▸ **Requirement**: Could you turn the lines from the start of the dataset entries through the line holding "positive clicks: (88, 102) (78, 93)", inclusive, into a Markdown table with the columns Row and Line, leaving out blank lines and any pictures?

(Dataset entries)
- - - - -

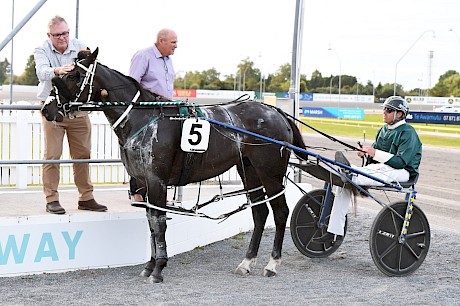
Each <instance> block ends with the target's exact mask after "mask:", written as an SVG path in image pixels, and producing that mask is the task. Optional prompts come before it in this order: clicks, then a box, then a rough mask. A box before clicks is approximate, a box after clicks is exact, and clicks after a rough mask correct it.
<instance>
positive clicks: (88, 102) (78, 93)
mask: <svg viewBox="0 0 460 306" xmlns="http://www.w3.org/2000/svg"><path fill="white" fill-rule="evenodd" d="M81 61H82V60H79V61H77V62H76V63H75V65H77V66H78V67H80V68H81V69H83V70H85V71H86V73H85V77H84V78H83V80H80V82H79V83H81V84H80V91H79V92H78V93H77V95H76V96H75V101H73V102H75V103H77V101H78V99H79V98H80V95H81V94H82V93H83V91H84V90H85V88H86V86H88V98H87V99H86V103H89V101H90V100H91V95H92V94H93V82H94V75H95V73H96V66H97V63H98V60H97V59H96V60H94V63H92V64H90V65H89V67H86V66H84V65H82V64H81Z"/></svg>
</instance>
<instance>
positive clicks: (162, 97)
mask: <svg viewBox="0 0 460 306" xmlns="http://www.w3.org/2000/svg"><path fill="white" fill-rule="evenodd" d="M99 65H101V66H103V67H104V68H106V69H109V70H110V71H113V72H115V73H116V74H118V75H119V76H120V77H122V78H126V79H127V80H129V81H130V82H131V83H133V84H134V85H135V86H136V88H137V90H139V91H140V93H141V96H142V94H144V96H147V97H148V98H151V99H152V101H158V100H161V99H163V100H167V101H169V99H167V98H166V97H164V96H162V95H159V94H157V93H155V92H152V91H150V90H148V89H147V88H145V87H144V86H142V85H141V84H140V83H139V82H138V81H137V80H136V79H135V78H133V77H131V76H129V75H126V74H123V73H121V72H120V71H118V70H115V69H113V68H110V67H107V66H106V65H104V64H101V62H99Z"/></svg>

- - - - -

▸ **Answer to this task**:
| Row | Line |
|---|---|
| 1 | Each <instance> block ends with the target's exact mask after "mask:", written as an SVG path in image pixels, and producing that mask is the task. Optional prompts come before it in this order: clicks, then a box, then a rough mask. A box before clicks is approximate, a box after clicks is exact, and clicks after a rough mask correct it. |
| 2 | <instance> |
| 3 | positive clicks: (88, 102) (78, 93) |